- [WHAT IS NEEDED]: Your task is to transcribe all of the records exactly and leave out the pictures.

^^^^^^^^^^^^^^^^

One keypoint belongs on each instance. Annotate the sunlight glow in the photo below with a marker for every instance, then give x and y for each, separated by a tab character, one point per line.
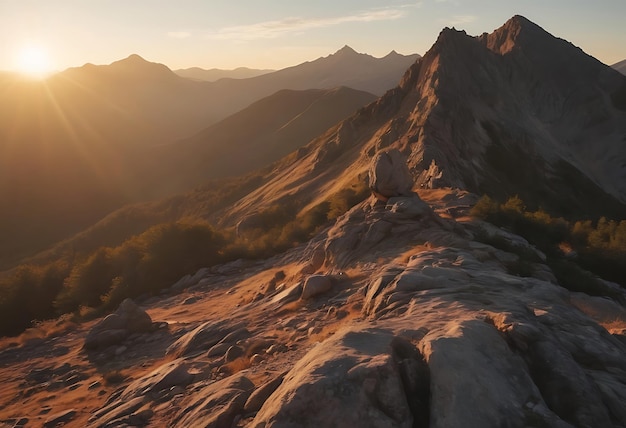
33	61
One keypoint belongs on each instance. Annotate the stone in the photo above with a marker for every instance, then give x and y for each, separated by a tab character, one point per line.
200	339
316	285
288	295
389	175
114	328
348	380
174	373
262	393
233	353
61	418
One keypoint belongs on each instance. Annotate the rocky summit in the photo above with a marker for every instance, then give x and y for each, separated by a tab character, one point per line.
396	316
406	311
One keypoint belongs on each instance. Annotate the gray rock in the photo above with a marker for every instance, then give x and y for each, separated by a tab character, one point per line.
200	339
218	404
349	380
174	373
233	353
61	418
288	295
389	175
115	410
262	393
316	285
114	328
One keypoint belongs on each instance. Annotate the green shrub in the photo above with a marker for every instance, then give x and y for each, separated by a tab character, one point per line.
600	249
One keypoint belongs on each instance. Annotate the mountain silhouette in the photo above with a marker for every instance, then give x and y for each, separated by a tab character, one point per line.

^^^^^^^^^^^^^^^^

- [THE RESULT]:
One keypoint belongs on each instance. Annotate the sunlight glow in the photo below with a marker for every instance, then give x and y for each, separated by a tab character, one point per line.
33	61
One keypoint belongs on each instance. Annotate the stone in the photo above with a marker for every instance, then give x and y for each, separated by a tab character, one point per line.
200	339
316	285
288	295
389	175
114	328
348	380
174	373
262	393
233	353
61	418
One keypoint belongs on each instance. Annotate the rocky summit in the photo above with a marker for every instance, then give x and y for each, separated by a tab character, one point per line.
396	316
406	311
One keypoint belongs on each instance. Annotate the gray rock in the photo above with a marker for every instance, then give x and y for each, separated by a tab character, one point per line.
200	339
218	404
349	380
174	373
233	353
61	418
288	295
389	175
115	410
262	393
316	285
114	328
One keypoint belongs on each instance. Annotate the green shrub in the photo above with a marker for every instance, then give x and y for each, separated by a tab character, one point per line.
600	249
One keypoint belongs on each instance. Annotate the mountain silhouette in the photo above with a marker for every instance, then give x and y for each, separated by a tab character, one point per line.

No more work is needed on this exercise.